**TEXTO SELECIONADO:**
◆ ◆ ◆ ◆

Minha personagem “Diva” nasceu com o intuito de integrar a antologia “Multiverso Pulp: Ópera Espacial”, da Avec Editora. Animado com a ideia de poder fazer parte de algo que leva um selo pulp, escrevi o conto “Truque na manga”. Mas em meados de abril-maio de 2019 eu ainda era um zero à esquerda em relação à ficção científica. Eu não consumia nada do gênero na literatura e raramente no audiovisual, embora já tivesse tido uma ou duas investidas bem-sucedidas como escritor no tema. Fiz uma pesquisa bem malfeita, confesso, sobre o que era “Ópera Espacial” e cheguei à conclusão de que tinha a ver com “Star Wars” e “Star Trek”. Serei rechaçado por esta minha opinião impopular, mas não gosto muito de ambas as obras, pelo menos não no nível de hype que o povo parece idolatrar. Acho isso até frustrante, porque não consigo fazer parte da conversa de amigos, e pior, acabei não tendo as referências óbvias para executar o texto que eu precisava mandar para a antologia. Mas eu o que eu tinha era a referência de um filme mais recente e foi nele que me escorei para traçar minha trama. Se não fosse “Guardiões da Galáxia”, eu provavelmente teria executado um conto péssimo. Diva não seria o que é e provavelmente eu não estaria escrevendo sobre esse texto aqui e agora.
Bem, deixe-me contar mais sobre como a personagem veio ao mundo! Sentei em frente a um processador de texto e deixei minha mente me levar. Existem autores de vários estilos: os que planejam muito, os que planejam pouco e o Diego Mendonça, que não planeja nada. Meu subconsciente guarda umas coisas malucas, eu jamais imaginaria que a Diva, Pipo e Selma estariam esperando a vez deles de ter a sua chance de brilhar. Contudo, por mais que eles fossem as estrelas da história, eu era o diretor ruim, porque o conto “Truque na Manga” não é uma Ópera Espacial! Se eu fosse categorizar com uma etiqueta correta, eu diria ser um Romance Planetário: uma fantasia-espacial em um planeta isolado, uma situação mais contida e retraída, sem grandes superpoderes e o caráter épico. “Truque na manga” é sobre uma barganha com o Diabo, e só. É uma história em que não tem porrada e pancadaria, o que é até estranho para mim, já que me especializei em histórias de aventura e praticamente só narro gente saindo no braço. Como eu não entendia muito do gênero naquele passado não tão distante, dei o texto para o Bryan Mendonça, meu primo e leitor beta. Ele leu, gostou bastante, disse que o conto estava muito legal, mas não era Ópera Espacial. Quase 5.000 palavras de texto e eu errei meu objetivo. Que feio, Diego. É como atirar com um tanque de guerra mirando um prédio e acertar a casinha que está ao lado.

◆ ◆ ◆ ◆

**LINHAS DE ENTRADA:**
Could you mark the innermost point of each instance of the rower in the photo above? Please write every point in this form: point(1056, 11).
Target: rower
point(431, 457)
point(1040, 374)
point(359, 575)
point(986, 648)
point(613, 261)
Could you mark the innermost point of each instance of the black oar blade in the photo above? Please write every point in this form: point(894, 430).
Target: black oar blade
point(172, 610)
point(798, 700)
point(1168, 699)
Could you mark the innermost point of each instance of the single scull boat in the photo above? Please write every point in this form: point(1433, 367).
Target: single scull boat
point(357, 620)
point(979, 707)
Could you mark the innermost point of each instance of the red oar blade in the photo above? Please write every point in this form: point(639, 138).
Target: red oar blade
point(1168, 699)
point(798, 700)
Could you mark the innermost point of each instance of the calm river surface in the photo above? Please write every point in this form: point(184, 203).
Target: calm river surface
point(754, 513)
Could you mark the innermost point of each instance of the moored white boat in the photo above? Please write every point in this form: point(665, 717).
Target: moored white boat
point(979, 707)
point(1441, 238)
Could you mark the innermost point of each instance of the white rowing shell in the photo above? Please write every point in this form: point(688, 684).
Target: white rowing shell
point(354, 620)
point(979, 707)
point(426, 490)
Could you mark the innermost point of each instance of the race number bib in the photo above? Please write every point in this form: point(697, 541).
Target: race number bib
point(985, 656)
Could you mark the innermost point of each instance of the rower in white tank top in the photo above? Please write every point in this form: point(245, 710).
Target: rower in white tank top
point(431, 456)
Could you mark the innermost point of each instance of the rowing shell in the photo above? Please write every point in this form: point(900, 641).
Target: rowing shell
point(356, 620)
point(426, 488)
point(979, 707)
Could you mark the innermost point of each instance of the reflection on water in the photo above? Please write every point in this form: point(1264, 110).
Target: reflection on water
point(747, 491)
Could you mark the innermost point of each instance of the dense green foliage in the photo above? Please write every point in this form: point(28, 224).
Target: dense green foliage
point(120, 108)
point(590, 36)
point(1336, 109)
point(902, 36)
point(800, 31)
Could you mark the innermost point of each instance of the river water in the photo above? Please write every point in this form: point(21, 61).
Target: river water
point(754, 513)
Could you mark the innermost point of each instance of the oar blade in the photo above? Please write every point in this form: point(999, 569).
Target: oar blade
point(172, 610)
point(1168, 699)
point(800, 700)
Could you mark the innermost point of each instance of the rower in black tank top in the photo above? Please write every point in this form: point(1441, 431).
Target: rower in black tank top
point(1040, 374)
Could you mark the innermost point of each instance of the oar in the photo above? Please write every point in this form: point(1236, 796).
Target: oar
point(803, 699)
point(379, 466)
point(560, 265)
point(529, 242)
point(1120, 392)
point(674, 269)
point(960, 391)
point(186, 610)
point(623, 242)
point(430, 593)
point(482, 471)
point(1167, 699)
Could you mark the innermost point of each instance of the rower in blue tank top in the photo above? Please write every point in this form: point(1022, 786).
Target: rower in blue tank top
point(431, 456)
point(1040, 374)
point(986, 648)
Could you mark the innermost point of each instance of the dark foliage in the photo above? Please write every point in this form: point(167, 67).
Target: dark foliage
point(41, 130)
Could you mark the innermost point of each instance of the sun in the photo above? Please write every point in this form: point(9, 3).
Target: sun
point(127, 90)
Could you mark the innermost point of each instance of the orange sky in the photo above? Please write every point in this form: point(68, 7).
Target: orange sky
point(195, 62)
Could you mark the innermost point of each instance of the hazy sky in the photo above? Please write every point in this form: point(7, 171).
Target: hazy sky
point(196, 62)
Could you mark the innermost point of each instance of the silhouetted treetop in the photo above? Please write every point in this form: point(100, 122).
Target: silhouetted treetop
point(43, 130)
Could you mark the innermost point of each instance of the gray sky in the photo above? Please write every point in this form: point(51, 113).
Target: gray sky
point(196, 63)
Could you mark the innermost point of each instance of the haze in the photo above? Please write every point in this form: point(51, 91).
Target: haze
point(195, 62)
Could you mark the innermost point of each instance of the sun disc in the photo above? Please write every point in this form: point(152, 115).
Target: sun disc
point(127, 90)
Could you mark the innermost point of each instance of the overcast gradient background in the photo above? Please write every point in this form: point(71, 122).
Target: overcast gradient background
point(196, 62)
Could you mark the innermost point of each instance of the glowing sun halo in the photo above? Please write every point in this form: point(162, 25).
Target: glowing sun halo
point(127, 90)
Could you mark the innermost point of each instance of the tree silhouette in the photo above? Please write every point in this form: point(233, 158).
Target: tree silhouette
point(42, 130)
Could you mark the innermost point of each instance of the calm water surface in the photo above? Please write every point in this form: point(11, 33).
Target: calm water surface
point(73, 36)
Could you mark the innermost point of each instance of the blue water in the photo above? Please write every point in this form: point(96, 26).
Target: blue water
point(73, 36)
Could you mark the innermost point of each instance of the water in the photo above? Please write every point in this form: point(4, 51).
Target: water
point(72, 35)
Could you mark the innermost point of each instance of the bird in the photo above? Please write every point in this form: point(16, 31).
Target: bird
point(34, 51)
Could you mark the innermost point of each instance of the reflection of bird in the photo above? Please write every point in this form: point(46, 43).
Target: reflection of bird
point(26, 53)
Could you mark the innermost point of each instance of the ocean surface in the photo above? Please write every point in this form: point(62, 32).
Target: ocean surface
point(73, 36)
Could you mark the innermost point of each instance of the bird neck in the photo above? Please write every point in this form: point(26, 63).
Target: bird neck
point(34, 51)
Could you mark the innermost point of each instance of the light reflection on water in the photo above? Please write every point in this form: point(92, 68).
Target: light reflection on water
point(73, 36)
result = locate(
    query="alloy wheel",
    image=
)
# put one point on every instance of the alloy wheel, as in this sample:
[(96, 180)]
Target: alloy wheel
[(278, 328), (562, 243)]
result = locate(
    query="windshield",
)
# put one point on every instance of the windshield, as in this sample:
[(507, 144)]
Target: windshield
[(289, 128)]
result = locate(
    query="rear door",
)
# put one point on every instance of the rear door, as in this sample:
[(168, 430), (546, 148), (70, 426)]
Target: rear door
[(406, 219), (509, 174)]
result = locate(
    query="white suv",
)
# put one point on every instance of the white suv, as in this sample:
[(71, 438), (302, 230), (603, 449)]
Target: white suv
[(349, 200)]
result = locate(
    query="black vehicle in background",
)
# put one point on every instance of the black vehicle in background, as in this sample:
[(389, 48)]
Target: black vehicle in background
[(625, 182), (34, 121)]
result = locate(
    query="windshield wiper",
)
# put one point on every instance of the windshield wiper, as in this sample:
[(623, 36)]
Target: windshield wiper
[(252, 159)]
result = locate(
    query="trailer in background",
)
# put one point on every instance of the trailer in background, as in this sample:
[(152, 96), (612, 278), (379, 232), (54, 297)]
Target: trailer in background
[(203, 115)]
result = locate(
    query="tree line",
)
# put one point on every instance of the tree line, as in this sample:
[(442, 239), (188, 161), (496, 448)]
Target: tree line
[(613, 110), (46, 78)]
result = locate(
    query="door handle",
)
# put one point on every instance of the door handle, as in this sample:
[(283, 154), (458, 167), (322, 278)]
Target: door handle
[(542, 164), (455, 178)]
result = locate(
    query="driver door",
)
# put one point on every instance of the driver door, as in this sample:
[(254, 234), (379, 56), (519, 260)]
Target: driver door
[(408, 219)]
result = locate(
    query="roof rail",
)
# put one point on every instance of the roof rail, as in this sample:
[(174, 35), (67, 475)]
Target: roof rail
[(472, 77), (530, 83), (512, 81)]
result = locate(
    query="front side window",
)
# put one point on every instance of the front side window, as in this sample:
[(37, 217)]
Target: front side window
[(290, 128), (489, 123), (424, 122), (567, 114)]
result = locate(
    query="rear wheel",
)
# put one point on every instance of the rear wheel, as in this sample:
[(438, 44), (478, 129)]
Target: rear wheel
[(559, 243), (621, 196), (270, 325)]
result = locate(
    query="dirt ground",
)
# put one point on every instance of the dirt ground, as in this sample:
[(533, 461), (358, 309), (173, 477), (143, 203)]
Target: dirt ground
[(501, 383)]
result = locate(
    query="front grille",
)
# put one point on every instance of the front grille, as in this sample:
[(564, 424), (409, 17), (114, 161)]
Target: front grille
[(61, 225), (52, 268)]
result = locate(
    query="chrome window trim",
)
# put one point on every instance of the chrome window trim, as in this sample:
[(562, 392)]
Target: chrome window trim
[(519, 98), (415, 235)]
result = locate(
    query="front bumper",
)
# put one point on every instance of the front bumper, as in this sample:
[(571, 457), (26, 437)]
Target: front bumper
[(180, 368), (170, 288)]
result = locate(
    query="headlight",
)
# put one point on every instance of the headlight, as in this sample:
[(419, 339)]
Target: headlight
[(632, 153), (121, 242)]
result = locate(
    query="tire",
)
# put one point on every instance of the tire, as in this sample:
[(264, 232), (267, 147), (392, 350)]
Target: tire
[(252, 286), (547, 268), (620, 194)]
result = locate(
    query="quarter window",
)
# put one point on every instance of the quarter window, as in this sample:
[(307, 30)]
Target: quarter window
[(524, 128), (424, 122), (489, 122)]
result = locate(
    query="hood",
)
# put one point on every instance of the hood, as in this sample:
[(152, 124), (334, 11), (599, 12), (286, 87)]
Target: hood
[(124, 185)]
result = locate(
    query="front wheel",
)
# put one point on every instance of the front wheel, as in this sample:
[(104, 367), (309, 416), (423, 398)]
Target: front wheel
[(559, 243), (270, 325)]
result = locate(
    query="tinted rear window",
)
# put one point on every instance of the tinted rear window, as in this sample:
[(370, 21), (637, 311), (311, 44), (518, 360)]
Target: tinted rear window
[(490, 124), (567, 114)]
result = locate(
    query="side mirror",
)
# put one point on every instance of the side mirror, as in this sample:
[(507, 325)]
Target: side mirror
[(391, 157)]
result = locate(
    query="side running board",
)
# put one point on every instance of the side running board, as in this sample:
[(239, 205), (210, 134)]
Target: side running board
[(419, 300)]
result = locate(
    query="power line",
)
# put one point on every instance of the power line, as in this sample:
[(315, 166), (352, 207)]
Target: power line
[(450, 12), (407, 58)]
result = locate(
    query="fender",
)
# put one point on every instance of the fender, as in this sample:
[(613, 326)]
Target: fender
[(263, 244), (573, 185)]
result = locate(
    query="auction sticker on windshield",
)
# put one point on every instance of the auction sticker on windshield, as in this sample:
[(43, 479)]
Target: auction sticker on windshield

◆ ◆ ◆ ◆

**TAREFAS E EXERCÍCIOS:**
1. Responda com base no relato sobre a criação da Diva:
(a) Para qual antologia o conto "Truque na manga" foi escrito?
(b) Em qual filme o autor se apoiou para traçar a trama?
(c) Qual é a relação de Bryan Mendonça com o autor?
2. Converta em CSV de duas colunas, consulta e resultado, as linhas de entrada do início até a linha que contém "point(613, 261)". Ponha cada campo entre aspas, faça uma linha de CSV por consulta e troque as quebras de linha por espaços.

**SOLUÇÕES POR TAREFA:**
1.
(a) Para a antologia "Multiverso Pulp: Ópera Espacial", da Avec Editora.
(b) Em "Guardiões da Galáxia".
(c) É primo do autor e seu leitor beta.

2.
consulta,resultado
"Could you mark the innermost point of each instance of the rower in the photo above? Please write every point in this form: point(1056, 11). Target: rower","point(431, 457) point(1040, 374) point(359, 575) point(986, 648) point(613, 261)"